** Written task **
Rewrite all of the records below, putting "marker" wherever "keypoint" appears and changing nothing else.

[Entries from a point annotation set]
════════
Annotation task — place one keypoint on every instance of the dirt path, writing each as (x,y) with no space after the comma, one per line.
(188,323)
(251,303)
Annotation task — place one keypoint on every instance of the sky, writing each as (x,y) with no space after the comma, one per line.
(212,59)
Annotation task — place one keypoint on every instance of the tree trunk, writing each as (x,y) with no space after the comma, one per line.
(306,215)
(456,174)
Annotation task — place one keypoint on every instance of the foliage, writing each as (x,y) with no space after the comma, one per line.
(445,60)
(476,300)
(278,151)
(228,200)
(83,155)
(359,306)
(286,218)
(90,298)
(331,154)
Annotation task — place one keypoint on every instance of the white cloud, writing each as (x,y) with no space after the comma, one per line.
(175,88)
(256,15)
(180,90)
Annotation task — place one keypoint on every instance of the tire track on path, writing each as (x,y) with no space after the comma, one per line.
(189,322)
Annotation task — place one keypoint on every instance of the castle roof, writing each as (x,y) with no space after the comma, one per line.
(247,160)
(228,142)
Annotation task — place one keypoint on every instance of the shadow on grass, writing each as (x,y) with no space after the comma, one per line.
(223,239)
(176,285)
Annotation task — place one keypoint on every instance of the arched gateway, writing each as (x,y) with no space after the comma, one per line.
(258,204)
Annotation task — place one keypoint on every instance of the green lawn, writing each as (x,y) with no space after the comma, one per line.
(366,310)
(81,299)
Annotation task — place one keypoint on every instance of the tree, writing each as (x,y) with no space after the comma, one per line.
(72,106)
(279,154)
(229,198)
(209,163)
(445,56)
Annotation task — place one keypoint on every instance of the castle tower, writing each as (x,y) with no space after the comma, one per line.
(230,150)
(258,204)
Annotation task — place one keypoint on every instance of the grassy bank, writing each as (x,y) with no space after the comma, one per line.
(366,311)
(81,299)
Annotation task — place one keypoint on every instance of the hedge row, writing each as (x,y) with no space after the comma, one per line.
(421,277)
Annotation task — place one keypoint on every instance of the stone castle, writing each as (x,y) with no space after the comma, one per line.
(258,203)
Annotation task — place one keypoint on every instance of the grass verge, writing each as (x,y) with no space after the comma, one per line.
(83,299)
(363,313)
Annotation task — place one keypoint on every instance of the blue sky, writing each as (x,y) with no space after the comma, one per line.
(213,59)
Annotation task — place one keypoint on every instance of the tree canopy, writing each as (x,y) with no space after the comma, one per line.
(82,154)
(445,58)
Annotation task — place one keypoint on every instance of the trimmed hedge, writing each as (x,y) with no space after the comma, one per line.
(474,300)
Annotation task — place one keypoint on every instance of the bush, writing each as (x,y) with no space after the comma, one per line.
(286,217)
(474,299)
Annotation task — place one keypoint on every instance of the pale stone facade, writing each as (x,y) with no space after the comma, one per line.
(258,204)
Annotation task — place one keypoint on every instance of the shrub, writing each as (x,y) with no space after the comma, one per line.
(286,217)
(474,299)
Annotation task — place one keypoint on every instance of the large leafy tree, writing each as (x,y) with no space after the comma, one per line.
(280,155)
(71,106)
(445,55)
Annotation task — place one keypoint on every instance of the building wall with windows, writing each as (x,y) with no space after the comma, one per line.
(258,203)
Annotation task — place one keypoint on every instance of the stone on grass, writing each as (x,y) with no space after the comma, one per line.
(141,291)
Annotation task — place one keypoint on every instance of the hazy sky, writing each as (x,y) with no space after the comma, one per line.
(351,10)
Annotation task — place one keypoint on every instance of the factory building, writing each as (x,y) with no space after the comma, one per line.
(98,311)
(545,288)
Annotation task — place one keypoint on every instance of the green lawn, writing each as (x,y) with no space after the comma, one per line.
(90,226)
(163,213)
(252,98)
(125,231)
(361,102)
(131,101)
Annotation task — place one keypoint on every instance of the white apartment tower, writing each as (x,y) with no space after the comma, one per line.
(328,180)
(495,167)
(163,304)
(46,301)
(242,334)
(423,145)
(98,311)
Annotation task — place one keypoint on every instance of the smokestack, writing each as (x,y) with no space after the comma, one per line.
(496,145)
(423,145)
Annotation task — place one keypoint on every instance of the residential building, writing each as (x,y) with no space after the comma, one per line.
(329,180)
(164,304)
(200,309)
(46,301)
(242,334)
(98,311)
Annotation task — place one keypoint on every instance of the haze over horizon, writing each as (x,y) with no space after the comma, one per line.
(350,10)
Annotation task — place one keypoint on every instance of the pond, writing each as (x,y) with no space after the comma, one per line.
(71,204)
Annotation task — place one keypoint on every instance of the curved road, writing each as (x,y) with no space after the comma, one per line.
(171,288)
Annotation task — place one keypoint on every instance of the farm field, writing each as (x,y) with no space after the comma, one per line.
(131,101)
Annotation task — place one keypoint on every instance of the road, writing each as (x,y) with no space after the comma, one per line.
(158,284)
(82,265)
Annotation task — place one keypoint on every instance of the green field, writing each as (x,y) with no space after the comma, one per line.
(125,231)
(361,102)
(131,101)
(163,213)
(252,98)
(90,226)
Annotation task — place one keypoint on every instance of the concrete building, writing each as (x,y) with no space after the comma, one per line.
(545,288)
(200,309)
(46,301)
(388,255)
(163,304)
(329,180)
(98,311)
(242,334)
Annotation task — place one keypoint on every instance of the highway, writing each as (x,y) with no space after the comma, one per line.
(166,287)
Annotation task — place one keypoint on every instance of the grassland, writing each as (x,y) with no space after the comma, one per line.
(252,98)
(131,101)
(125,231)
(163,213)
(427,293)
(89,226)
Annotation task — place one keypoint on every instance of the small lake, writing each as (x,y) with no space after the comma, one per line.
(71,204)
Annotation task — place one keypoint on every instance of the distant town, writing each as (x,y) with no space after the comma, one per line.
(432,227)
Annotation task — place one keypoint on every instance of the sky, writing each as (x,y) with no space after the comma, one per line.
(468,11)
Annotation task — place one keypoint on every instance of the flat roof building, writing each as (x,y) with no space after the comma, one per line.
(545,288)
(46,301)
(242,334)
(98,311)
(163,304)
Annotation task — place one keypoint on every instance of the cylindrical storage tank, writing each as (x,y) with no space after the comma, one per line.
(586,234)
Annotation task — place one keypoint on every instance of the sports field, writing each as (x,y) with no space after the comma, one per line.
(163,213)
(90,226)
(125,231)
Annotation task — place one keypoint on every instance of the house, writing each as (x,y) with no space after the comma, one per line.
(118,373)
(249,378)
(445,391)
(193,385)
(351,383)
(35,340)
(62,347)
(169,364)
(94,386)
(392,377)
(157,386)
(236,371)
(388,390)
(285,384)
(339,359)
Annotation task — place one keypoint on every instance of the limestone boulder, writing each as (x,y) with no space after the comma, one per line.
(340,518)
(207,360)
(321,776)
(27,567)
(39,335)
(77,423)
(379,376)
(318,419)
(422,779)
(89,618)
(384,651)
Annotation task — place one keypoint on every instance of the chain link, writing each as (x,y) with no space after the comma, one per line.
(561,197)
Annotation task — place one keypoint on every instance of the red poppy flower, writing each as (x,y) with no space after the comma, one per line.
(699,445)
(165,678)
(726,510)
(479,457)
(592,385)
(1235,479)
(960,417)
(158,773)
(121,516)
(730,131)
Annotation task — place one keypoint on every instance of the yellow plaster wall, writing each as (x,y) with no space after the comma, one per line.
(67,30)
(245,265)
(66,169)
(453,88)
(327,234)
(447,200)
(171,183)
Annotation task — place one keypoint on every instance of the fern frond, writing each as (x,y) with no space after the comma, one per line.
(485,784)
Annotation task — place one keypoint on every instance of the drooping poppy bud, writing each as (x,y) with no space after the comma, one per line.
════════
** Result of this exercise **
Annotation task — place one marker on every instance of the dirt path, writing each as (x,y) with no space after the comma, one per line.
(188,323)
(251,303)
Annotation task — place one marker on every instance of the sky, writing each as (x,y) with no space after the comma, one per line.
(212,59)
Annotation task — place one marker on every instance of the tree trunk, writing each as (x,y) with no space after the comma, one per line.
(306,215)
(456,174)
Annotation task — place one marker on every instance of the foliage, writing each as (x,y) with no space after the comma, one per line.
(445,60)
(476,300)
(278,151)
(228,200)
(83,155)
(359,306)
(286,218)
(90,298)
(331,154)
Annotation task — place one marker on every instance of the white cloud, writing each as (x,y) with no space after the comma, one per line.
(175,88)
(256,15)
(180,90)
Annotation task — place one marker on every instance of the tire track on path, writing each as (x,y) with no space after the comma, one per line.
(189,322)
Annotation task — place one marker on every instance of the castle roof, writing each as (x,y) with no space after the comma, one per line.
(247,160)
(228,142)
Annotation task — place one marker on every instance of the shadow on grass, writing each as (x,y) with no space after the comma, one per line.
(223,239)
(176,285)
Annotation task — place one marker on every instance of the arched gateway, writing each as (x,y) with no space after the comma, one per line.
(258,204)
Annotation task — place one marker on every instance of the green lawn, writing each as (x,y) with no space after the comma, one per line.
(366,310)
(81,299)
Annotation task — place one marker on every instance of the tree, writing each as (x,y) with no space after the comma, one per line.
(72,106)
(279,154)
(229,198)
(209,163)
(445,56)
Annotation task — place one marker on every instance of the castle tower, writing each as (x,y) with no space after the comma, one per line.
(230,150)
(258,204)
Annotation task — place one marker on every instance of the grassy bank, writing each as (x,y) with no space after the comma, one per line.
(366,311)
(81,299)
Annotation task — place one marker on every instance of the hedge row, writing each as (x,y) with no space after the comma, one per line.
(421,277)
Annotation task — place one marker on every instance of the stone castle, writing each as (x,y) with no space after the comma, one per line.
(258,203)
Annotation task — place one marker on every instance of the grass verge, writing each as (x,y) with no space after the comma, one per line.
(83,299)
(363,313)
Annotation task — place one marker on every instance of the blue sky, writing each as (x,y) with no space after the comma, one per line.
(213,59)
Annotation task — place one marker on every instance of the tree canopy, writing each as (x,y) with no space after the comma, one per line.
(82,154)
(445,58)
Annotation task — place one marker on every instance of the trimmed hedge, writing each as (x,y) with no space after the comma, one per line.
(474,300)
Annotation task — place one marker on every instance of the bush, writing each as (x,y) with no space after the comma, one per line.
(286,217)
(474,299)
Annotation task — place one marker on every instance of the pale stone facade, writing each as (x,y) with no space after the comma, one per line.
(258,204)
Annotation task — place one marker on every instance of the shrub, writing each as (x,y) with no space after the comma, one per line.
(286,217)
(474,299)
Annotation task — place one marker on every instance of the large leafy tree, writing each as (x,y) with no space after the comma, one per line.
(280,155)
(71,106)
(445,55)
Annotation task — place one marker on every instance of the building wall with windows, writing each as (x,y) with no space after the comma, one per line.
(258,203)
Annotation task — place one marker on every instance of the stone on grass, writing each as (x,y) with no space after the comma, one per line.
(141,291)
Annotation task — place one marker on every instance of the hazy sky, writing each as (x,y) with no space after the comma, one per line.
(351,10)
Annotation task — place one marker on every instance of the factory building, writing each as (x,y) with no space after the comma, one per line.
(98,311)
(545,288)
Annotation task — place one marker on every instance of the green lawn, writing each as (x,y) with no space after the comma, one per line.
(90,226)
(163,213)
(252,98)
(125,231)
(361,102)
(131,101)
Annotation task — place one marker on every instance of the white apartment tower, writing each as (x,y) with no space after the comma, one per line.
(328,180)
(495,167)
(163,304)
(46,301)
(242,334)
(423,145)
(98,311)
Annotation task — place one marker on every instance of the smokestack, writing each as (x,y) with no space after the comma, one per line.
(496,145)
(423,145)
Annotation task — place one marker on every instance of the residential building, writing each as (x,y) with no space after the comma, one per line.
(329,180)
(164,304)
(200,309)
(46,301)
(242,334)
(98,311)
Annotation task — place one marker on every instance of the haze over horizon, writing each as (x,y) with no space after the comma, one per line.
(350,10)
Annotation task — place one marker on every instance of the pond, writing each as (x,y) with no space after the comma, one per line.
(71,204)
Annotation task — place one marker on every instance of the curved road, writing each as (x,y) with no space after the comma, one per line.
(171,288)
Annotation task — place one marker on every instance of the farm field, writing each as (x,y) with no space after the comma, one per line.
(131,101)
Annotation task — place one marker on every instance of the road, writing each as (x,y) with no space after the comma, one per line.
(158,284)
(82,265)
Annotation task — place one marker on every instance of the green field, writing each as (x,y) with no space after the comma, one per line.
(125,231)
(361,102)
(131,101)
(163,213)
(252,98)
(90,226)
Annotation task — place one marker on every instance of the concrete building, writing each as (x,y) with no space after the comma, one per line.
(545,288)
(200,309)
(46,301)
(388,255)
(163,304)
(329,180)
(98,311)
(242,334)
Annotation task — place one marker on every instance of the highway, writing each as (x,y) with no space after the comma, one per line.
(166,287)
Annotation task — place one marker on every instance of the grassland, writing each as (x,y) with no space after the comma, one per line.
(252,98)
(131,101)
(125,231)
(163,213)
(427,293)
(89,226)
Annotation task — place one marker on every instance of the small lake, writing each as (x,y) with no space after the comma, one per line.
(71,204)
Annotation task — place one marker on every instance of the distant town, writing each as (x,y) with no space after the comma, one per line.
(432,227)
Annotation task — place one marker on every instance of the sky, writing each as (x,y) with no space after the comma, one per line.
(468,11)
Annotation task — place one marker on every instance of the flat roof building, writing each as (x,y) with no space after the comma, one per line.
(545,288)
(46,301)
(242,334)
(98,311)
(163,304)
Annotation task — place one marker on every instance of the cylindrical storage tank, writing each as (x,y) with no space after the comma, one per line.
(586,234)
Annotation task — place one marker on every instance of the sports field, writing each as (x,y) with no space after the comma, one per line.
(163,213)
(90,226)
(125,231)
Annotation task — place one marker on every instance of the house, writing each as (x,y) with no space after the comma, one per line.
(118,373)
(249,378)
(445,391)
(193,385)
(351,383)
(35,340)
(62,347)
(169,364)
(94,386)
(392,377)
(157,386)
(236,371)
(388,390)
(285,384)
(339,359)
Annotation task — place one marker on every instance of the limestone boulder, writing each as (x,y) with no space after the comma, one per line.
(340,518)
(207,360)
(321,776)
(27,567)
(39,335)
(77,423)
(379,376)
(318,419)
(422,779)
(89,618)
(384,651)
Annotation task — place one marker on every instance of the chain link, writing each as (x,y) with no space after the comma, one per line.
(561,197)
Annotation task — place one marker on every instance of the red poppy flower, writing each as (x,y) with no space after the comma, one per line.
(699,445)
(165,678)
(726,510)
(479,457)
(592,385)
(1235,479)
(960,417)
(158,773)
(121,516)
(730,131)
Annotation task — place one marker on every instance of the yellow plaster wall, writing each as (x,y) with no space after the comma, one per line.
(67,30)
(245,265)
(66,169)
(453,88)
(327,234)
(447,200)
(171,183)
Annotation task — place one marker on every instance of the fern frond, writing each as (x,y) with no space after the comma, one per line.
(485,784)
Annotation task — place one marker on every instance of the drooping poppy bud, writing each as (x,y) with no space after the comma, one per line.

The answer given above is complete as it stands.